● 小問 1
マツダCX-5の記事について、次の問いに答えてください。
(a) 現行CX-5のフルモデルチェンジは何年何月に行われましたか。
(b) 最新の改良メニューが発表されたのはいつですか。
(c) デビュー以来、何年間ルックスに変化がありませんでしたか。
● 小問 2
マツダCX-5の記事の続きを、最後の文の直後から書いてください。

● 抜粋本文
※ ※ ※

マツダ「CX-5」はココがスゴい!スポーツカーやタフギアを思わせる個性派が新登場
&GP / 2021年11月10日 7時0分
![マツダ「CX-5」はココがスゴい!スポーツカーやタフギアを思わせる個性派が新登場](https://media.image.infoseek.co.jp/isnews/photos/goodspress/goodspress_411273_0-small.jpg)
マツダ「CX-5」はココがスゴい!スポーツカーやタフギアを思わせる個性派が新登場
マツダの現行CX-5は、2016年12月のフルモデルチェンジ以来、少なくとも年に1度、多い時には年に2度の商品改良を受けてきた。
ところが2021年11月8日に発表された最新の改良メニューは、これまでのものとはちょっと様相が異なる。何しろこれまで不変だったエクステリアデザインに、ついに変更のが加えられたのだ。今回はマツダで最も売れている看板モデルの進化と真価を検証する。
■デビュー丸5年を前についにエクステリアに手が入る
新しいマツダCX-5の最大の見どころは、ついにエクステリアデザインに手が加えられたことだ。実は現行モデルとなってから、CX-5がスタイリングの変更を受けるのは今回が初めて。デビュー以来、5年間変化のなかったルックスが、ついにブラッシュアップされたのだ。

※ ※ ※

● 提供項目
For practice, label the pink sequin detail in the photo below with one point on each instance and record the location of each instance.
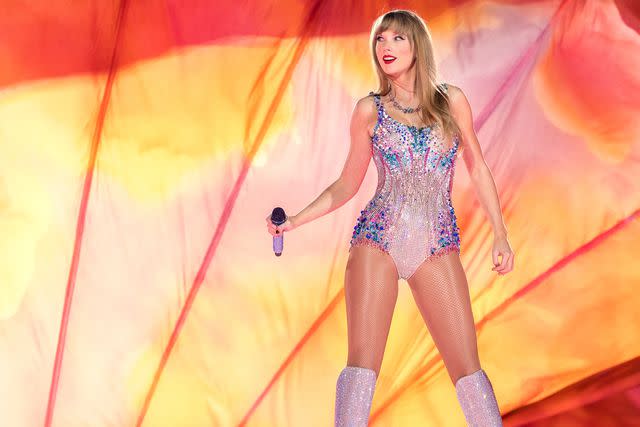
(354, 393)
(410, 216)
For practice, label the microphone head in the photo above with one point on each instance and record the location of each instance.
(278, 216)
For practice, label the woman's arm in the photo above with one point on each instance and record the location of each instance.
(482, 179)
(352, 175)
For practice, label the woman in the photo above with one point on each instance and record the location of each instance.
(414, 129)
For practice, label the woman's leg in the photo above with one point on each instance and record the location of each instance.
(441, 292)
(371, 291)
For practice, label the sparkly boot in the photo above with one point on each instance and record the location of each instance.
(478, 401)
(354, 393)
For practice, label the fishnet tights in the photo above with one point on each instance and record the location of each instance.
(439, 287)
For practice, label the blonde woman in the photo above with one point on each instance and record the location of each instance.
(414, 128)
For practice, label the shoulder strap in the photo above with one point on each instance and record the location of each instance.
(376, 98)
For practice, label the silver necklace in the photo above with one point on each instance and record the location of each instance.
(406, 110)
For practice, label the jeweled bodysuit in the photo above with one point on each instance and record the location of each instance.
(410, 216)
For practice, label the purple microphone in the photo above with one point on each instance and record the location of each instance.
(278, 217)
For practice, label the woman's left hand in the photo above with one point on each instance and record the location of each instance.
(501, 247)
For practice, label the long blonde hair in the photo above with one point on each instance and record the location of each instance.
(431, 96)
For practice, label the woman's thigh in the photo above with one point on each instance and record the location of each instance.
(440, 289)
(371, 291)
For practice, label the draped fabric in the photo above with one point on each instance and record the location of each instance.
(142, 144)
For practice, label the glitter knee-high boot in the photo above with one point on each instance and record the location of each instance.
(354, 393)
(478, 401)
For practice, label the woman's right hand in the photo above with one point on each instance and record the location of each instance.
(274, 230)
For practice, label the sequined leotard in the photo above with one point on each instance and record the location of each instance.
(410, 216)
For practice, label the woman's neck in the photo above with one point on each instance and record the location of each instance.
(403, 87)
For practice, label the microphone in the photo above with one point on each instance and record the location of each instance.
(278, 217)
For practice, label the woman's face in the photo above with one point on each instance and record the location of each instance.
(394, 52)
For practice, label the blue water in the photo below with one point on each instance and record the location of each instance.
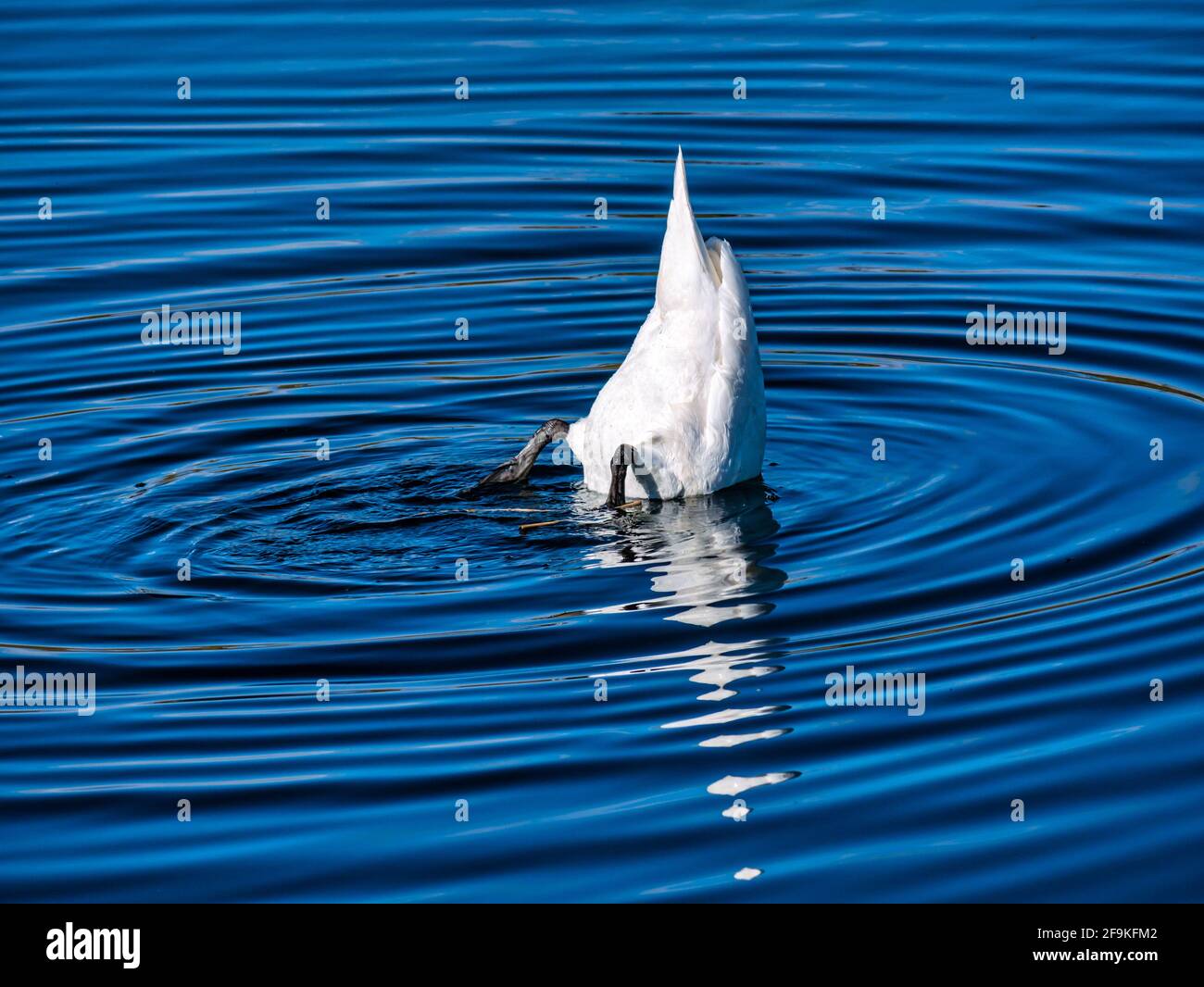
(711, 618)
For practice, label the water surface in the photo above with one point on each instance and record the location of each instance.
(711, 624)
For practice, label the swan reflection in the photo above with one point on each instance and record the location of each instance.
(709, 560)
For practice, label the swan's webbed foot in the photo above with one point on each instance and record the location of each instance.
(517, 469)
(621, 458)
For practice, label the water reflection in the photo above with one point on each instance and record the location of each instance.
(709, 556)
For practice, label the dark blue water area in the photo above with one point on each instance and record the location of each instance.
(464, 753)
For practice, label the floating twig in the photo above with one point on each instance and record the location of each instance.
(536, 524)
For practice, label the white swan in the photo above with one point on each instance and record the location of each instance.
(685, 410)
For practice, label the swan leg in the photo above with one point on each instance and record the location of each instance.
(516, 469)
(622, 457)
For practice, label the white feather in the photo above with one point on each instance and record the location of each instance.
(690, 395)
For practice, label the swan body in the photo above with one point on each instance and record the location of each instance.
(689, 398)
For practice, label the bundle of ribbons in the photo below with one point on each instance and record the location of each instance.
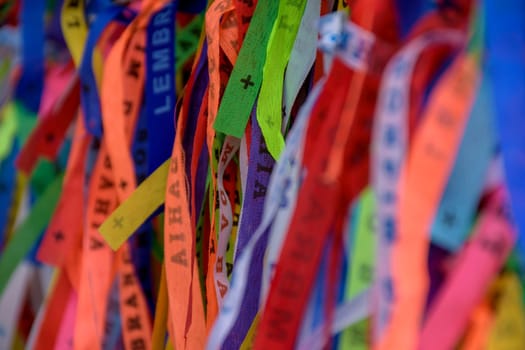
(238, 174)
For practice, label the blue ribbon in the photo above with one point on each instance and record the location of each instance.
(29, 88)
(160, 84)
(505, 49)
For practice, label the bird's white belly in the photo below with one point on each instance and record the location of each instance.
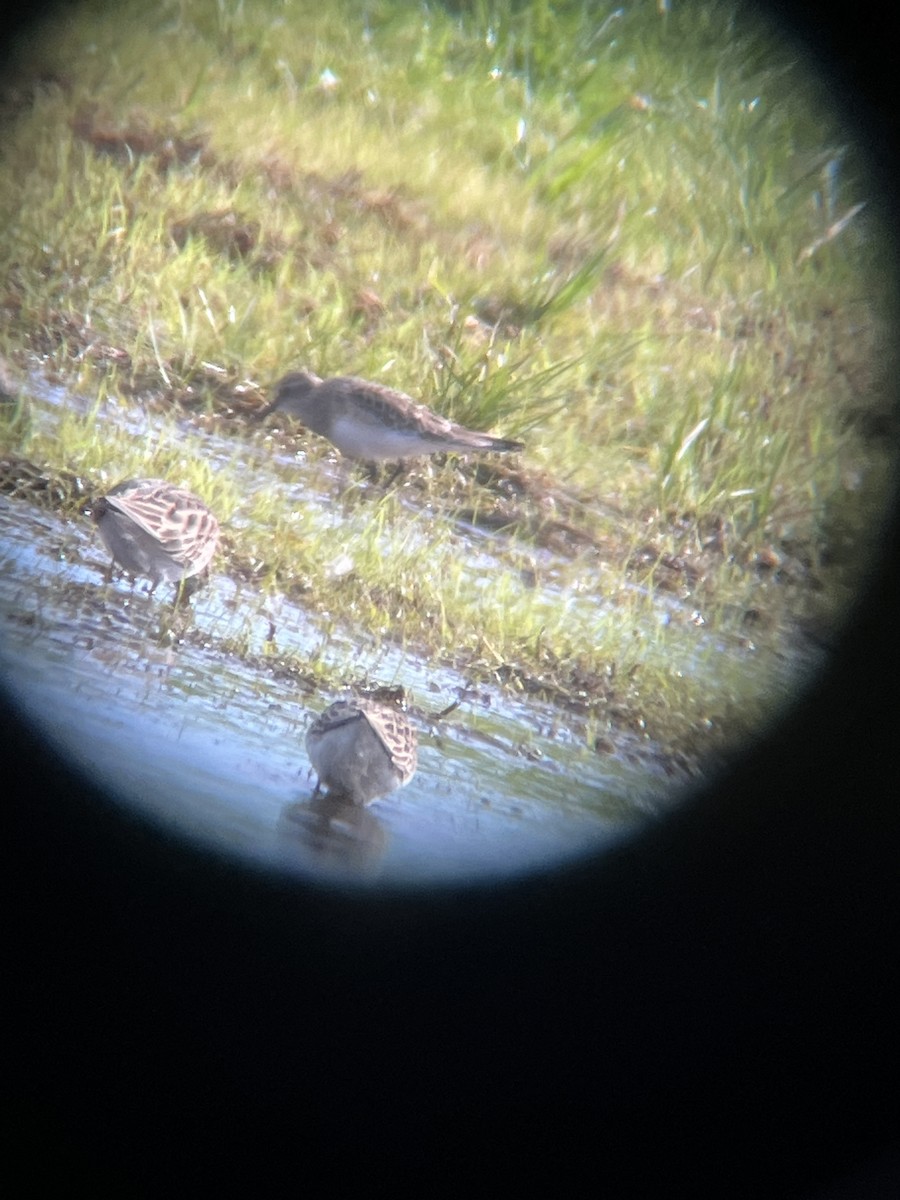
(364, 441)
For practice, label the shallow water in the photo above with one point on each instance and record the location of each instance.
(201, 741)
(208, 742)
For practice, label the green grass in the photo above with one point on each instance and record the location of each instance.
(615, 234)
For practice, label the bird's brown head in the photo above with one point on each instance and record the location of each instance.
(292, 394)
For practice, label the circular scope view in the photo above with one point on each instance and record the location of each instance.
(431, 436)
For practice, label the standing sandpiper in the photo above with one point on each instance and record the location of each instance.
(155, 529)
(369, 421)
(361, 750)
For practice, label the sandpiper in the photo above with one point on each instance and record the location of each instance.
(155, 529)
(369, 421)
(361, 749)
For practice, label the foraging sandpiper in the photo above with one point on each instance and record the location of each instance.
(369, 421)
(361, 749)
(155, 529)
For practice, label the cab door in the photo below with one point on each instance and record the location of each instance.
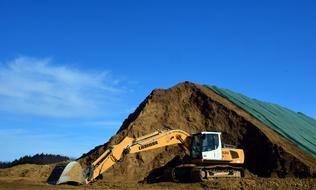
(212, 147)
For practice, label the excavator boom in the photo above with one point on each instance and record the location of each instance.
(112, 155)
(209, 156)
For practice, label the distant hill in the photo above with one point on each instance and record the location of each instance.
(35, 159)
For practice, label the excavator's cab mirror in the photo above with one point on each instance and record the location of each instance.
(206, 146)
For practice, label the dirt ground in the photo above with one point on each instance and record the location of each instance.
(243, 183)
(193, 108)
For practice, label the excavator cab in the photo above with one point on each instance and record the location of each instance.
(206, 146)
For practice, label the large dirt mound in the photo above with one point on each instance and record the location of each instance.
(196, 108)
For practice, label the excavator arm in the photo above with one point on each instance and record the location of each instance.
(115, 153)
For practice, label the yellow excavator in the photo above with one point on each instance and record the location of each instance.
(209, 157)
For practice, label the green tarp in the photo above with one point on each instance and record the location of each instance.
(296, 127)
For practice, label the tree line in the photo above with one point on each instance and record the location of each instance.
(35, 159)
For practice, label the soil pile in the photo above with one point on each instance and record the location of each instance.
(195, 108)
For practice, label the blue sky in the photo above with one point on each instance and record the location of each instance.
(72, 71)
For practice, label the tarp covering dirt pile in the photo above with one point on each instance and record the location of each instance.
(195, 108)
(296, 127)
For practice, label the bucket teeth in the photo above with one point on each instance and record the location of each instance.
(72, 174)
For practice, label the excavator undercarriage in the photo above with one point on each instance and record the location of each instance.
(210, 158)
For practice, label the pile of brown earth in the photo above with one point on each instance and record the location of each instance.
(195, 108)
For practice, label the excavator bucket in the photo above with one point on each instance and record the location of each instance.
(72, 174)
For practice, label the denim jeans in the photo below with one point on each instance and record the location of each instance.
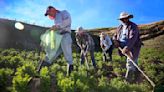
(66, 48)
(131, 70)
(92, 58)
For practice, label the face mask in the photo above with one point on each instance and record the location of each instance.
(52, 18)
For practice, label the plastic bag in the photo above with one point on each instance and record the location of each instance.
(51, 41)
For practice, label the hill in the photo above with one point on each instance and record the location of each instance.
(29, 38)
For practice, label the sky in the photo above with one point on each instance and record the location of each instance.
(86, 13)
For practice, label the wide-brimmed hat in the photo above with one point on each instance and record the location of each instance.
(79, 29)
(102, 34)
(125, 15)
(48, 8)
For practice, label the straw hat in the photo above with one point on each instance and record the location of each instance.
(79, 29)
(125, 15)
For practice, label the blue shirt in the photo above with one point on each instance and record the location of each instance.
(123, 37)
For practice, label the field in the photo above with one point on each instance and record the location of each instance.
(17, 67)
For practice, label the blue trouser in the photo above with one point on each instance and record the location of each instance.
(109, 52)
(92, 58)
(66, 48)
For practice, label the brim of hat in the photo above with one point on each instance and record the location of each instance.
(130, 16)
(45, 14)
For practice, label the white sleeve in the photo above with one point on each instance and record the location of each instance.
(65, 21)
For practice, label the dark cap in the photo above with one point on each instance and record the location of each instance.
(48, 8)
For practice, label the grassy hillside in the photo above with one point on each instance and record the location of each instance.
(30, 38)
(18, 66)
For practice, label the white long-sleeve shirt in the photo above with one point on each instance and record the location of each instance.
(63, 21)
(106, 42)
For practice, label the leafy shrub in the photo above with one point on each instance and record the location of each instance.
(22, 77)
(45, 80)
(5, 78)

※ ※ ※

● 正解 1
(a) 2016年12月
(b) 2021年11月8日
(c) 5年間

● 正解 2
とはいえ、変更箇所はさほど多くない。フロントのグリルとバンパーのデザインが変わり、ヘッドライトとリアコンビネーションランプの発光デザインが新しくなり、アルミホイールのデザイン(「ブラックトーンエディション」のホイールを除く)が刷新されたことくらい。そのため、パッと見てすぐ違いが分かるほどではなく、新旧を見比べてようやく「あ、違うね!」と感じられるレベルだ。
ちなみに、新旧の違いが分かりやすいのは前後ライトの光り方。新型はヘッドライトのシグネチャーランプやリアのコンビネーションランプが、アルファベットの「L」のように光る。またリアのコンビネーションランプは、レンズの形状自体が従来よりも車体中央側へと伸びた横長のデザインとなり、水平感が強調されている。
そしてもうひとつ、違いが分かりやすいポイントが、樹脂パーツのフィニッシングだ。従来モデルは、全グレードが無塗装の樹脂の素地仕上げだったが、ボディ下部やフェンダーアーチ部分が、一部グレードでは塗装が施されるようになった。マツダのSUVデザインが新たなステージへ進んだことを実感させる変更だ。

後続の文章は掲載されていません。